● **PROBLEM SET**
a) Answer these about the wearable apparatus text, one per line, marked (i), (ii), (iii):
(i) When the wearable apparatus 200 and the portable terminal apparatus 300 are connected and the load button of D11 is pressed, what happens?
(ii) What may be displayed in D22?
(iii) What may be performed in D12?
b) Please print the part of the wearable apparatus text that opens with the words containing "In D12, registration" and closes with "displayed in D22.".

---------- SOURCE TEXT ----------

In an area of D1 in FIG. 20, settings, etc. with respect to the wearable apparatus 200 are made. Specifically, under a condition that the wearable apparatus 200 and the portable terminal apparatus 300 are connected, when a load button of D11 is pressed, information acquired in the wearable apparatus 200 is loaded into the portable terminal apparatus 300. The loaded information may be only information as results of the calculation based on the HR and HR₀ such as the calorie consumption, the deep sleep times, and the stress information, or all of sensor information of the heart rate sensor 10 and the body motion sensor 20, and various modifications may be made.

In D12, registration of user information, watch setting, etc. may be performed. The detailed explanation of the function of D12 will be omitted.

D2 shows the file names for saving the information loaded by the load button of D11. Specifically, the latest data file may be displayed in D21 and the data files loaded in the past may be displayed in D22.

D3 is buttons for displaying temporal changes of the heart rate information (HR trends), analysis results based on the information, etc. of the acquired information (here, on the assumption that all of the HR values have been acquired). The display screen examples when the buttons are pressed will be described later.

---------- DATA EXCERPTS ----------

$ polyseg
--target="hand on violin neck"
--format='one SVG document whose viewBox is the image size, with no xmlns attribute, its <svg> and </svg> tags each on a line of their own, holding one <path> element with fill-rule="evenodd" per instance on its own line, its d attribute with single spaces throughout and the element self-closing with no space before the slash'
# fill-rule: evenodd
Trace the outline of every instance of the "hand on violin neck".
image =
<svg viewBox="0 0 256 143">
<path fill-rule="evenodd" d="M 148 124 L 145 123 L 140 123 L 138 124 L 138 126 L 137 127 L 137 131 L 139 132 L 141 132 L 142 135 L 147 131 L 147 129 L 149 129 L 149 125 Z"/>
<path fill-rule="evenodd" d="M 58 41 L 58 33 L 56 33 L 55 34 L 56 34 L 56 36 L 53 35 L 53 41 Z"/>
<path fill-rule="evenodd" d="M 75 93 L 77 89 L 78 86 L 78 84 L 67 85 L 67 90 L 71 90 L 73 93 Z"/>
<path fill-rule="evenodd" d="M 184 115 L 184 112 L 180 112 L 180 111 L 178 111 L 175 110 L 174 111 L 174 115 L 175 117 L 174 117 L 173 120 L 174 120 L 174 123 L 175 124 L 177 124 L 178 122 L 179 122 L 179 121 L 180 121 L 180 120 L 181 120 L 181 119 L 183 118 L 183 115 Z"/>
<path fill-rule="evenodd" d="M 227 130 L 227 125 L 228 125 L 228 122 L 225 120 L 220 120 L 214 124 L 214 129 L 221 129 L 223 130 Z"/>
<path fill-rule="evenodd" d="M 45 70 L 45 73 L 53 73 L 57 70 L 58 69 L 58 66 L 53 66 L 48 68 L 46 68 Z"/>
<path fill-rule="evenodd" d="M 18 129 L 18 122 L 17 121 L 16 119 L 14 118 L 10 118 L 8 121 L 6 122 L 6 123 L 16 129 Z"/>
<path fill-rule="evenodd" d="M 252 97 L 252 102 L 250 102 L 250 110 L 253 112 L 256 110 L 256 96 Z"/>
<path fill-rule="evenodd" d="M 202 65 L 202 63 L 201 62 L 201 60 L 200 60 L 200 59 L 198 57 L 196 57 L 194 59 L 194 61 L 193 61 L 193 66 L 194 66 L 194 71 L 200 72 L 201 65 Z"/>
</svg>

----------

● **ANSWERS PER TASK**
a)
(i) Information acquired in the wearable apparatus 200 is loaded into the portable terminal apparatus 300.
(ii) The data files loaded in the past.
(iii) Registration of user information, watch setting, etc.

b)
In D12, registration of user information, watch setting, etc. may be performed. The detailed explanation of the function of D12 will be omitted.

D2 shows the file names for saving the information loaded by the load button of D11. Specifically, the latest data file may be displayed in D21 and the data files loaded in the past may be displayed in D22.